Locate every line in the listing below that contains the word "building", and copy each of those lines. Case counts.

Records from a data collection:
┄┄┄┄┄┄┄┄┄┄

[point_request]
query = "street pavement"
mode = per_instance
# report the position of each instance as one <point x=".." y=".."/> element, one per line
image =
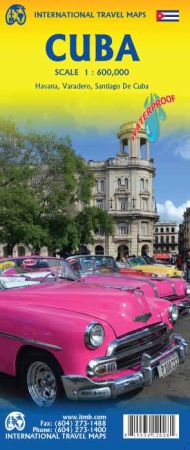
<point x="174" y="389"/>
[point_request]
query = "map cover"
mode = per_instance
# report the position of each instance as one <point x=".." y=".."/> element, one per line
<point x="102" y="83"/>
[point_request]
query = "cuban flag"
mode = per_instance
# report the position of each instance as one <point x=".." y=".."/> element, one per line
<point x="167" y="15"/>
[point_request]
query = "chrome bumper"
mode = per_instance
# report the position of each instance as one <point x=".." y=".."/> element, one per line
<point x="78" y="387"/>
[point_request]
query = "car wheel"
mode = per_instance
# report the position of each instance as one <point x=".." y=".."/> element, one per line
<point x="40" y="378"/>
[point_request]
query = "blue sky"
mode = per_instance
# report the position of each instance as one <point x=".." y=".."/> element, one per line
<point x="172" y="161"/>
<point x="171" y="155"/>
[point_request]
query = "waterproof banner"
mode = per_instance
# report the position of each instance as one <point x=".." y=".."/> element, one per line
<point x="94" y="237"/>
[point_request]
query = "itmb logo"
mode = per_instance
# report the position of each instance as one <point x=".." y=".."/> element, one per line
<point x="15" y="420"/>
<point x="16" y="14"/>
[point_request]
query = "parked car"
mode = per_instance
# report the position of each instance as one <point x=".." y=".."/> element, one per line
<point x="100" y="270"/>
<point x="90" y="341"/>
<point x="140" y="263"/>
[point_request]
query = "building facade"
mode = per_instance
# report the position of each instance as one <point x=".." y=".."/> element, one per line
<point x="166" y="238"/>
<point x="184" y="234"/>
<point x="124" y="188"/>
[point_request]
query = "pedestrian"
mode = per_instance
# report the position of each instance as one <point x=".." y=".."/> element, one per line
<point x="187" y="267"/>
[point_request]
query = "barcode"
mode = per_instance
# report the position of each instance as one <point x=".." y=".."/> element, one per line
<point x="151" y="426"/>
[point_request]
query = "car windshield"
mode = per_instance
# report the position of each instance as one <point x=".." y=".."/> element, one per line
<point x="34" y="270"/>
<point x="93" y="264"/>
<point x="137" y="261"/>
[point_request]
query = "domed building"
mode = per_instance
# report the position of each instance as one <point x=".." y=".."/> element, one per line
<point x="124" y="188"/>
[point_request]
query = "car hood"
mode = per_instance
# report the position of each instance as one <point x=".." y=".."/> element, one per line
<point x="158" y="287"/>
<point x="124" y="311"/>
<point x="162" y="270"/>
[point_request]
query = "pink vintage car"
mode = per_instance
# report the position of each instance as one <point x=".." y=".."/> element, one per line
<point x="101" y="270"/>
<point x="91" y="342"/>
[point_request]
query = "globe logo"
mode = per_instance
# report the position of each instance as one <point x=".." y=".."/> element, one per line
<point x="16" y="14"/>
<point x="15" y="420"/>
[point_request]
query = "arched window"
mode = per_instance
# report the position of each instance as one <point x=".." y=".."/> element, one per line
<point x="144" y="228"/>
<point x="102" y="185"/>
<point x="123" y="203"/>
<point x="142" y="184"/>
<point x="126" y="183"/>
<point x="123" y="228"/>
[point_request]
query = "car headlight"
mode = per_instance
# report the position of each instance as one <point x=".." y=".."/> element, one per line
<point x="188" y="289"/>
<point x="173" y="313"/>
<point x="94" y="335"/>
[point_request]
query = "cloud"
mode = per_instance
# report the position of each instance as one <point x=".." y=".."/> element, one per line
<point x="183" y="148"/>
<point x="170" y="213"/>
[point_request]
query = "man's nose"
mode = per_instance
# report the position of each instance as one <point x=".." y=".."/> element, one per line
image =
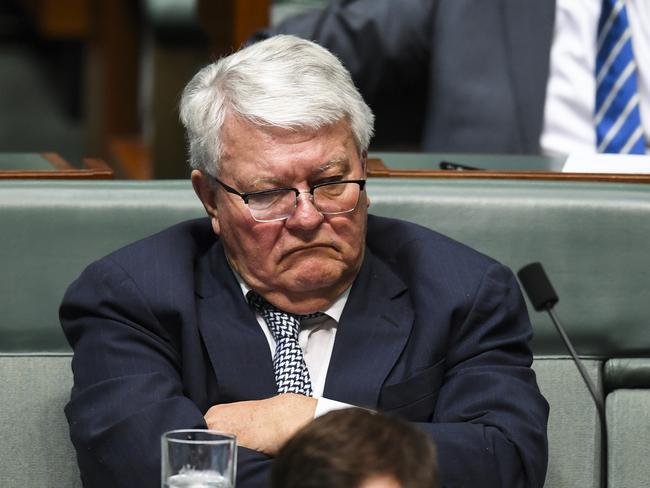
<point x="306" y="215"/>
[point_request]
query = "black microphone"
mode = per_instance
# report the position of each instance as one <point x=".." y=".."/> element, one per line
<point x="543" y="297"/>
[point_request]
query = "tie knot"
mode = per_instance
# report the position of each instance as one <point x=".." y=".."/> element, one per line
<point x="281" y="324"/>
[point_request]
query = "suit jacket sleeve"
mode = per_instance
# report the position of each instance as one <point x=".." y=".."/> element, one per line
<point x="489" y="422"/>
<point x="128" y="385"/>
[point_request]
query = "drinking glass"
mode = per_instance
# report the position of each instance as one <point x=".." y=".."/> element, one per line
<point x="196" y="458"/>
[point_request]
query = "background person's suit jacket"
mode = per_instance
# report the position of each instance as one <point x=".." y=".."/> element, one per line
<point x="442" y="75"/>
<point x="432" y="331"/>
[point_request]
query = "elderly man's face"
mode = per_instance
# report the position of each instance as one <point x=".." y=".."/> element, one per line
<point x="305" y="262"/>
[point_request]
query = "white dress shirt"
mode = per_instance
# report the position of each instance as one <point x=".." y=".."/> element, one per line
<point x="571" y="90"/>
<point x="316" y="339"/>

┄┄┄┄┄┄┄┄┄┄

● Completed task
query = "building facade"
query = "domed building"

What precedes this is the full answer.